→ WORK ITEM
All of the entries below must be copied out exactly.

→ RECORDED INFORMATION
((

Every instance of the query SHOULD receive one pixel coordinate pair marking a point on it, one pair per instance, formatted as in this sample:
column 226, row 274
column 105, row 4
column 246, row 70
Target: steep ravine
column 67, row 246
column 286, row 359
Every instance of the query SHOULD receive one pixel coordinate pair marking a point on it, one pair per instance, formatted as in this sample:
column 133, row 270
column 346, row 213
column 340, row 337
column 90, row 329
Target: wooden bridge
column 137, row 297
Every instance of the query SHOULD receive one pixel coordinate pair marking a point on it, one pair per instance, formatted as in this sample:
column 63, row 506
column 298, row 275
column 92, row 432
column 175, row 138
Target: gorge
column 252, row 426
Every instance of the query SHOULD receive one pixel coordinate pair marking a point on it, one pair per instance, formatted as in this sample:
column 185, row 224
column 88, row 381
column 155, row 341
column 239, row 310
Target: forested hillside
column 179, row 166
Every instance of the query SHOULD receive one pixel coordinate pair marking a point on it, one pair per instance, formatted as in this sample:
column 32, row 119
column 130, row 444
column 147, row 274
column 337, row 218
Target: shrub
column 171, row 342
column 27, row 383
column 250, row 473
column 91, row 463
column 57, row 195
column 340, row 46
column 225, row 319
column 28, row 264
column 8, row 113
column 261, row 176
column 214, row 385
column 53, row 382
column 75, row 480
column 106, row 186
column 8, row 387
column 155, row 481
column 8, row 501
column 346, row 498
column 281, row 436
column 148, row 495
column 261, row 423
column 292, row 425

))

→ RESPONSE TO THE EXERCISE
Every instance of the query SHOULD receive one pixel coordinate pair marking a point on it, one pair per instance, formatted as in this sample:
column 226, row 274
column 105, row 4
column 246, row 70
Target: steep ravine
column 67, row 246
column 286, row 359
Every instance of the query SHOULD receive one pixel coordinate pair marking a point on it, one pair per instance, formatted as in this sample:
column 133, row 270
column 346, row 213
column 340, row 337
column 90, row 329
Target: wooden bridge
column 137, row 297
Every instance of the query SHOULD receive one pixel coordinate pair marking a point on it, one pair per instance, formatted as in this sample:
column 63, row 506
column 298, row 275
column 92, row 432
column 175, row 138
Target: gorge
column 252, row 426
Every instance of the query SHOULD receive one pixel coordinate pair marking a point on it, one pair per instance, formatted as in this sample:
column 185, row 224
column 88, row 381
column 155, row 341
column 239, row 310
Target: forested hillside
column 179, row 166
Every instance of the query SHOULD receive one pixel coordinate pair marking a point on it, one pair per instance, formatted as in this sample:
column 32, row 119
column 130, row 444
column 147, row 274
column 337, row 218
Target: shrub
column 171, row 342
column 27, row 383
column 250, row 473
column 91, row 463
column 57, row 195
column 340, row 46
column 225, row 319
column 28, row 264
column 8, row 113
column 261, row 176
column 214, row 385
column 53, row 382
column 75, row 480
column 106, row 186
column 8, row 387
column 155, row 481
column 8, row 501
column 346, row 498
column 281, row 436
column 148, row 495
column 261, row 423
column 292, row 425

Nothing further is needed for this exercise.